▶ [WHAT YOU WILL DO]
1/ In the announcement, what is the title of Tom Ewell's lecture?
2/ Quote the announcement word for word, beginning at the words "Tom Ewell, recently" and stopping after "for more information.".

▶ [PROVIDED TEXT]
Tom Ewell, recently retired executive director of the Maine Council of Churches and an activist in many peace and justice arenas, will give a lecture and present the annual William Stringfellow Awards in Justice and Peace at 7 p.m. Friday, March 31, in Chase Hall Lounge, Chase Hall, 56 Campus Ave., Bates College. Sponsored by the Office of the Chaplain, the talk and a potluck dinner that begins at 6 p.m. are open to the public free of charge. Call 207-786-8272 for more information.

A leader in the 2005 effort to ensure that all Maine citizens are protected by law from discrimination based on sexual orientation, Ewell will give a lecture titled, Nonviolence: Let the Revolution Roll On. The lecture honors the legacy of William Stringfellow, Bates class of 1949, a lawyer and lay theologian prominent in the American peace movement, and coincides with the 2006 William Stringfellow Awards for Justice and Peace, to be presented this year to Bates senior Amanda Harrow of Hopkinton, Mass., and Lewiston resident Jake Grindle, a Maine People’s Alliance community organizer for the Androscoggin Valley region.

Harrow will graduate this May with a degree in psychology. She recently received a Thomas J. Watson Fellowship, a prestigious one-year $25,000 grant awarded to graduating college seniors for independent study and travel outside of the United States. Harrow will investigate strategies for protecting children from abuse in New Zealand, Peru, Sweden and Uganda.

An organizer at Bates of the New World Coalition and the Women’s Resource Center, and a member of the Bates Emergency Medical Services board, Harrow has been active in various social justice groups in Lewiston-Auburn. Involved with various campaigns such as Maine Won’t Discriminate and community groups, including the Coalition of Many and One, she has worked extensively to promote gender equality and redress the consequences of inequality through her work with the Abused Women’s Advocacy Project, the Massachusetts Commission on the Status of Women and RAINN, the national sexual assault hotline.

International travel has offered Harrow a new perspective from which to view the actions of the United States, she says, and fundamentally changed her understanding of U.S. global policy. Most recently, Harrow studied in Bolivia for six months, where she found great inspiration in the courage and activism of indigenous people. As a result, she has spent significant time in the last year working on issues connected to the region. Her latest project, planned for April 2006, is organizing a Bates student-led exploration of globalization “on the ground” in Maine and Nicaragua.

While growing up, Harrow’s family cared for numerous foster children, which “instilled in me respect and compassion for all forms of life,” she says. “As I grew, I learned more about the root causes of poverty, violence and social and environmental degradation and became convinced of the need for change at the structural level,” she says. Harrow is the daughter of Sheryl MacGowan Harrow, Bates Class of 1975, and Ed Harrow of Hopkinton, Mass.

▶ [SOURCE INFORMATION]

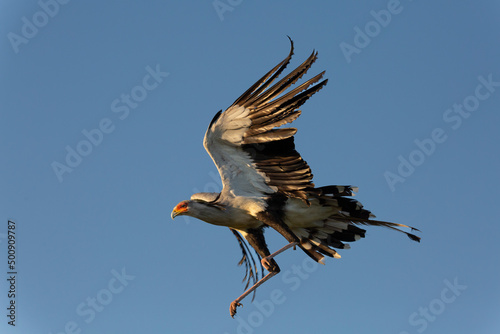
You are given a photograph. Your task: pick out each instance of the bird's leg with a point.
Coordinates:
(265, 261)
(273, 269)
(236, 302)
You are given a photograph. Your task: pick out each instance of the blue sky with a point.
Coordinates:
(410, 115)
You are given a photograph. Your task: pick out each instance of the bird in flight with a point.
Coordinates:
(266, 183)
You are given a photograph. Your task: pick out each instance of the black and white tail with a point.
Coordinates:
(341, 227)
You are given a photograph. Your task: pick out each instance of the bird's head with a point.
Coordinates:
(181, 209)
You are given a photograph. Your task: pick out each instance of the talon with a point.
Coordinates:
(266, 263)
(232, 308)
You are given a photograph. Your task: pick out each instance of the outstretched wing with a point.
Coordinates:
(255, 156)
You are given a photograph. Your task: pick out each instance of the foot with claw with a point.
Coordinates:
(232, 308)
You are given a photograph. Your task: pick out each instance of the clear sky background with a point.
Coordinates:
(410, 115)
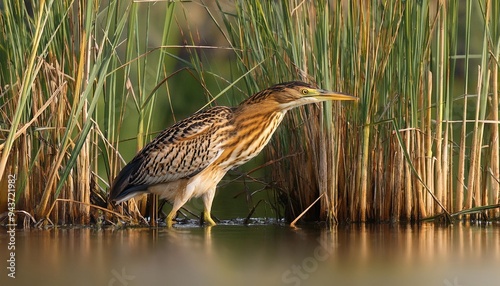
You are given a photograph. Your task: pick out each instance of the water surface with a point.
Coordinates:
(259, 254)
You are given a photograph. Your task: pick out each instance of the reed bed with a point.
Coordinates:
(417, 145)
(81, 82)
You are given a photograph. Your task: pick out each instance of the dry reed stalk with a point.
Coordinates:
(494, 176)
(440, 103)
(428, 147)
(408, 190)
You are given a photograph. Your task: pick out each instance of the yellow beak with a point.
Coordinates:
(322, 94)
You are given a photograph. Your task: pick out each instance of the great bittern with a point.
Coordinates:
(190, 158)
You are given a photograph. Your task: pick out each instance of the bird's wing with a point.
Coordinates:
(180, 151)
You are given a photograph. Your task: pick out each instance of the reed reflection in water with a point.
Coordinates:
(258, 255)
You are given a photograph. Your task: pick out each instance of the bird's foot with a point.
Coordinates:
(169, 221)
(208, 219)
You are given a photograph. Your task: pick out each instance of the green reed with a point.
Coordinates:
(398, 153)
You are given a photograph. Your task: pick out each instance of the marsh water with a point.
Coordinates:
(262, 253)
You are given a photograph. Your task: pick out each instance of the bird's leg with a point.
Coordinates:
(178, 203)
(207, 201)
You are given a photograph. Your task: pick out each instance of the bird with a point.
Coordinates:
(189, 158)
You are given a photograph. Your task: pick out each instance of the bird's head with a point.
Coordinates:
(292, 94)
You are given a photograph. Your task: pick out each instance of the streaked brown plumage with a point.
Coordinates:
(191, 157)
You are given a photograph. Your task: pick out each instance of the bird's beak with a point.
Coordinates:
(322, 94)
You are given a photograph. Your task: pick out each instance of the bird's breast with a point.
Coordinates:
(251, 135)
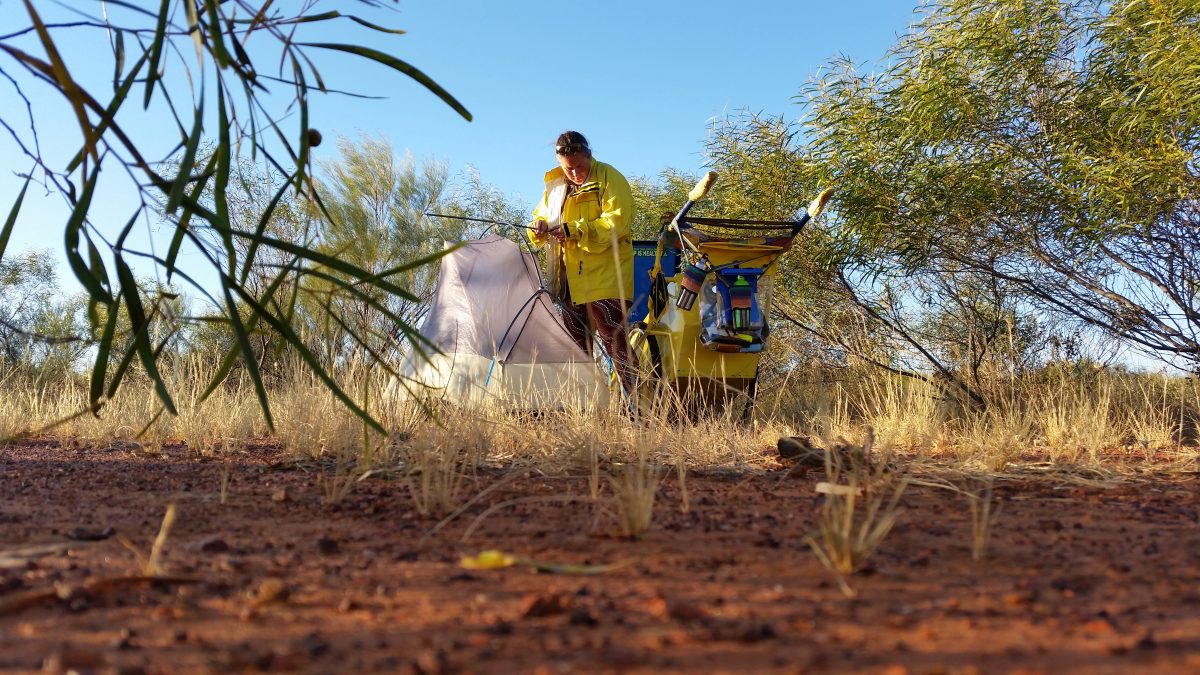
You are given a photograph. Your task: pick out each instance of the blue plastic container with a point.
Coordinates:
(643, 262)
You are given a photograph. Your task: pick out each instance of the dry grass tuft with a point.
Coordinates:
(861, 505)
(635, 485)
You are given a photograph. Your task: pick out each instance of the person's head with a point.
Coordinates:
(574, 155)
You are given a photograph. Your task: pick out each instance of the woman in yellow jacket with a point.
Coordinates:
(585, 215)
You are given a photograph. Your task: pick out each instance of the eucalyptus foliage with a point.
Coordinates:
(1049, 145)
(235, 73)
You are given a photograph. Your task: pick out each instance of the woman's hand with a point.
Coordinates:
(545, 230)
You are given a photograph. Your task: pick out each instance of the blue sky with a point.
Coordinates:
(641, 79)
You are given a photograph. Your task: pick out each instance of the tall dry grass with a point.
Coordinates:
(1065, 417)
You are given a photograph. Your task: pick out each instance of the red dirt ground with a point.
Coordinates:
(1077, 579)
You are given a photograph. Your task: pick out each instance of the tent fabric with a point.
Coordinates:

▶ [SOLUTIONS BY TASK]
1/ Nonviolence: Let the Revolution Roll On.

2/
Tom Ewell, recently retired executive director of the Maine Council of Churches and an activist in many peace and justice arenas, will give a lecture and present the annual William Stringfellow Awards in Justice and Peace at 7 p.m. Friday, March 31, in Chase Hall Lounge, Chase Hall, 56 Campus Ave., Bates College. Sponsored by the Office of the Chaplain, the talk and a potluck dinner that begins at 6 p.m. are open to the public free of charge. Call 207-786-8272 for more information.